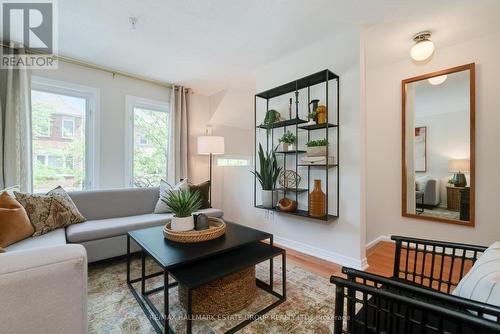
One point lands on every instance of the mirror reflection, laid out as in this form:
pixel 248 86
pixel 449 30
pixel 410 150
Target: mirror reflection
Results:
pixel 437 147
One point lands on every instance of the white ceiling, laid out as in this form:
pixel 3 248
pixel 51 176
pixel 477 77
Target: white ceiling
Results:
pixel 210 45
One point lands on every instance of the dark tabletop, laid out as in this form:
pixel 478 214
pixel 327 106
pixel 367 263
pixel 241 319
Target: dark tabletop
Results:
pixel 170 254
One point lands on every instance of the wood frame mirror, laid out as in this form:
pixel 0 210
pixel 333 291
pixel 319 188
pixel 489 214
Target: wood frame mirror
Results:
pixel 421 98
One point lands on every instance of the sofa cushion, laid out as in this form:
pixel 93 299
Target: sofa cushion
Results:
pixel 53 238
pixel 482 282
pixel 112 203
pixel 111 227
pixel 106 228
pixel 75 216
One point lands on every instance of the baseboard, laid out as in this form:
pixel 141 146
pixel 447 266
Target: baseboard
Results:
pixel 322 254
pixel 377 240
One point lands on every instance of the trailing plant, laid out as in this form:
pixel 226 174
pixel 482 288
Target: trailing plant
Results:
pixel 288 138
pixel 269 170
pixel 313 115
pixel 183 202
pixel 271 117
pixel 319 142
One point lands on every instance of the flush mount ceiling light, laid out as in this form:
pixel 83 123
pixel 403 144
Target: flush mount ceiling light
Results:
pixel 437 80
pixel 423 48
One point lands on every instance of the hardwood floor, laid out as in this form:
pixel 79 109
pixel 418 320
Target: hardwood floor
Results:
pixel 380 260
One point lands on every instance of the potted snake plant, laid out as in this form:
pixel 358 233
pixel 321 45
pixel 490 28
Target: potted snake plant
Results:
pixel 267 176
pixel 182 203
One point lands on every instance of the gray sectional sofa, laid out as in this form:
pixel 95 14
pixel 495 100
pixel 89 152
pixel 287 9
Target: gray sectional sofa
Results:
pixel 110 215
pixel 50 271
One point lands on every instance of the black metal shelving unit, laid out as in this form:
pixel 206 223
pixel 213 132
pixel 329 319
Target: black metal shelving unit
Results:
pixel 296 124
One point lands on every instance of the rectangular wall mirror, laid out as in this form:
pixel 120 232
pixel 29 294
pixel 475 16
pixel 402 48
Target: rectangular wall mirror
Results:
pixel 438 146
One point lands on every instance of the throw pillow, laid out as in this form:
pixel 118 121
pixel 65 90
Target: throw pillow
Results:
pixel 10 190
pixel 204 189
pixel 63 197
pixel 482 282
pixel 38 210
pixel 165 187
pixel 49 212
pixel 14 222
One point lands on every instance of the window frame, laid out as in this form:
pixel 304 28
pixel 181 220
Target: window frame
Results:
pixel 132 102
pixel 92 126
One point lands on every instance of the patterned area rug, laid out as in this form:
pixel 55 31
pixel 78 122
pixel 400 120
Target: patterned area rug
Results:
pixel 113 309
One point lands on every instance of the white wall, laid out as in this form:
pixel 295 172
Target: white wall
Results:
pixel 112 113
pixel 383 89
pixel 342 240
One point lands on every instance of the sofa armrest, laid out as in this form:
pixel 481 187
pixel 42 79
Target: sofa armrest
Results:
pixel 44 290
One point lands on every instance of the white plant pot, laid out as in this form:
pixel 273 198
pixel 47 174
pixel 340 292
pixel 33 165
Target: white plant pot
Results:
pixel 182 223
pixel 316 151
pixel 268 200
pixel 287 147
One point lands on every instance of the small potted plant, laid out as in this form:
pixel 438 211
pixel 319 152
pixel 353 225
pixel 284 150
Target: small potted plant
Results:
pixel 183 203
pixel 267 176
pixel 313 116
pixel 288 141
pixel 317 148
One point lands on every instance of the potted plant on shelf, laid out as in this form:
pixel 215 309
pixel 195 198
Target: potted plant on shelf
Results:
pixel 317 148
pixel 288 140
pixel 183 203
pixel 267 176
pixel 272 116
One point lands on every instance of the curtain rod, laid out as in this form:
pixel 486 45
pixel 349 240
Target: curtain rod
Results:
pixel 100 68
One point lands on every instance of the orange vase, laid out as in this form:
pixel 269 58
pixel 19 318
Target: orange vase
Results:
pixel 317 201
pixel 321 110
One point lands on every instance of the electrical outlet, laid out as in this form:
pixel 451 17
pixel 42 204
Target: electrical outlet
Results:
pixel 271 216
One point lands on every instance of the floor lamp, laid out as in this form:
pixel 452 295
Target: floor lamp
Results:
pixel 210 145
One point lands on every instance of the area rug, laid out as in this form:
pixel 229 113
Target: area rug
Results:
pixel 308 309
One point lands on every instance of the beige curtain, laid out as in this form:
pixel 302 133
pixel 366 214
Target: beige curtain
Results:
pixel 15 128
pixel 178 143
pixel 410 142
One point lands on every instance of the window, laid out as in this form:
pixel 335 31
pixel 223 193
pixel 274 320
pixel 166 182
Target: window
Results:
pixel 68 127
pixel 62 133
pixel 147 140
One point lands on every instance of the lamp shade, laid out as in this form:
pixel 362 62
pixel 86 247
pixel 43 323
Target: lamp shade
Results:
pixel 210 144
pixel 459 165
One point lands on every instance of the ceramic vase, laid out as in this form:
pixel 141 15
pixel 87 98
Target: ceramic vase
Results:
pixel 316 151
pixel 321 110
pixel 317 198
pixel 182 223
pixel 269 198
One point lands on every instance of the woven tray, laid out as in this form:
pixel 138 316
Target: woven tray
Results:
pixel 216 229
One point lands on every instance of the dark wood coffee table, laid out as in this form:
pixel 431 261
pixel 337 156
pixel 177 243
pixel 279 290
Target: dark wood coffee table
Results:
pixel 194 265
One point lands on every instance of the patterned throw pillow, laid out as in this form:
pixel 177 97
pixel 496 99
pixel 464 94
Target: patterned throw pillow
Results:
pixel 38 209
pixel 50 212
pixel 63 197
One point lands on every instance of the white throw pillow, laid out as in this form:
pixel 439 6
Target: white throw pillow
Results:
pixel 165 187
pixel 482 282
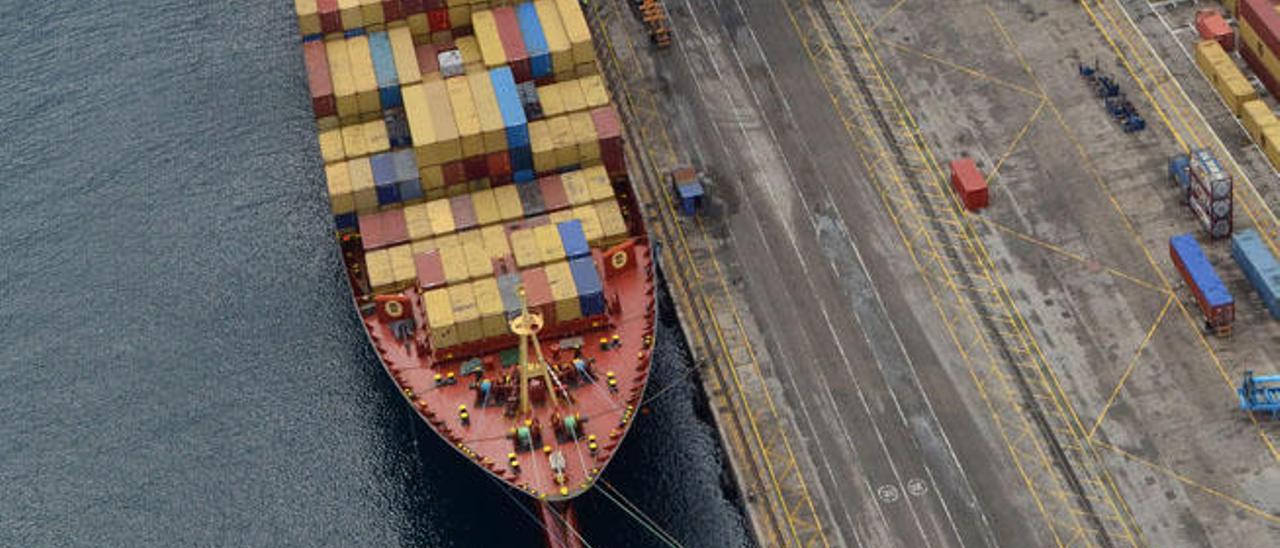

....

What the exercise asks: Would you copy out, word for word, the lines that open with the one containing "One point lands on every instance of the window, laid" and close with the last line above, leaving out the pictures?

The response:
One point lands on every instance of the window, laid out as in this form:
pixel 335 31
pixel 223 193
pixel 274 320
pixel 166 182
Target: window
Results:
pixel 68 127
pixel 62 133
pixel 147 140
One point lands on every instance of the lamp shade, laid out as in this form:
pixel 362 62
pixel 86 247
pixel 43 323
Target: lamp shade
Results:
pixel 210 144
pixel 459 165
One point lands on every instance of the ceramic vase, laid out as in this form:
pixel 141 15
pixel 87 98
Target: ceramic vase
Results:
pixel 316 151
pixel 321 110
pixel 317 198
pixel 182 223
pixel 269 198
One point lands on every instance of the woven tray, laid out as in this form:
pixel 138 316
Target: woven tray
Results:
pixel 216 229
One point lands on every instance of the dark wood coffee table, laid out as in this form:
pixel 431 261
pixel 337 156
pixel 177 243
pixel 279 290
Target: dark wood coffee table
Results:
pixel 194 265
One point lands on every instance of the patterned throw pillow, laid out as in this form:
pixel 177 97
pixel 496 99
pixel 464 94
Target: patterned throw pillow
Results:
pixel 38 209
pixel 50 212
pixel 63 197
One point lands on every instance of the white throw pillow, laid out as in this form:
pixel 439 6
Target: white throw pillow
Results:
pixel 165 187
pixel 482 282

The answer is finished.